PASSAGE TO READ –
==========

Following these steps will allow states to build trusted platforms that will help them prepare for just about any crisis.

There is no off-the-shelf product for trust

Data sharing requires trust. Trust does not come from purchasing a product; it is built over time through relationships. It is created by establishing clear governance policies and providing a framework for data control and security. It is established by giving citizens reassurances that their data is safe and being used for a proper governmental response.

Establishing a trusted data sharing platform takes a lot of effort, but it will end up being well worth it. The investments in time and technology will pay off. Take it from Virginia, where Chief Data Officer Carlos Rivero said:

“This expansion of FAACT unites information from sources across the Commonwealth to provide decision makers with the insight needed to respond to the novel coronavirus pandemic. Better yet, we were able to do so quickly and efficiently. Had we not previously had the technical, legal, and governance infrastructure in place through FAACT and the corresponding Commonwealth Data Trust, the expansion that took us just days to complete would have taken months. We were prepared and that preparation allowed us to best support our constituents and communities during a time when it’s needed the most.”

A success story in difficult times

Over the past few months, time and again we’ve heard scientists and politicians utter the phrase “we must follow the data.” Virginia has done that successfully—now twice—and it will be prepared to do so again in the future. The state has shown the rest of the country how important a modern data sharing platform can be for multiple use cases.

Whether or not we’re ready for the next coronavirus outbreak—or any emerging crisis, for that matter—will depend on the steps we take today to be better prepared. I urge state and local governments across the country to follow Virginia’s lead if they are looking to adopt a more formalized data-driven strategy for decision making.

==========

(Dataset entries)
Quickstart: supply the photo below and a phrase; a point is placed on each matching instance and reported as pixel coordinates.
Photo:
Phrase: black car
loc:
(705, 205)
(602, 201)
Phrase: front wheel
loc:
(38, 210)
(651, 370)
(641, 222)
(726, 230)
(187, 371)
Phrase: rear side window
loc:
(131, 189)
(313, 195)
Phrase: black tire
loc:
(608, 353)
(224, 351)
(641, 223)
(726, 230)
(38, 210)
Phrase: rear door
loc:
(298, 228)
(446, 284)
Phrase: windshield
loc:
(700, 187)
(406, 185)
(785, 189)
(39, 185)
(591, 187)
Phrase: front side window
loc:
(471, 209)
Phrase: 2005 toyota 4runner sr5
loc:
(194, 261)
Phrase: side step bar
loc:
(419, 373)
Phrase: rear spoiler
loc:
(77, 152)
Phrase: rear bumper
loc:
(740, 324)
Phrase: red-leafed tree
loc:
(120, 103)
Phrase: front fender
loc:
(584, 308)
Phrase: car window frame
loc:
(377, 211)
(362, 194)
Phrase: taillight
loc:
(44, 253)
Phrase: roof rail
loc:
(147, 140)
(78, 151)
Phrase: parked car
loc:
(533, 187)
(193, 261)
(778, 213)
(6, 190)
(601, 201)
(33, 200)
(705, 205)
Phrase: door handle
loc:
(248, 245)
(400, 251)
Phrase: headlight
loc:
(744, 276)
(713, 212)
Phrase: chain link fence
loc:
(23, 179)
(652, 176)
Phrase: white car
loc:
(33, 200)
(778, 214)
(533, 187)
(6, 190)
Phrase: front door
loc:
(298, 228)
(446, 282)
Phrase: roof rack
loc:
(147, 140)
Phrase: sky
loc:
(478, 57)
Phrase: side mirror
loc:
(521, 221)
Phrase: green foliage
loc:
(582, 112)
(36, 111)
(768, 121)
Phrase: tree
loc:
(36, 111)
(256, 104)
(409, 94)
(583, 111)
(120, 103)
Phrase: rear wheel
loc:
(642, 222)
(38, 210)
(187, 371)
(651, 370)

==========

Write out the passage on data sharing word for word, beginning at "A success story" and stopping after "for decision making.". The data stands apart from the passage on data sharing and is not part of it.

A success story in difficult times

Over the past few months, time and again we’ve heard scientists and politicians utter the phrase “we must follow the data.” Virginia has done that successfully—now twice—and it will be prepared to do so again in the future. The state has shown the rest of the country how important a modern data sharing platform can be for multiple use cases.

Whether or not we’re ready for the next coronavirus outbreak—or any emerging crisis, for that matter—will depend on the steps we take today to be better prepared. I urge state and local governments across the country to follow Virginia’s lead if they are looking to adopt a more formalized data-driven strategy for decision making.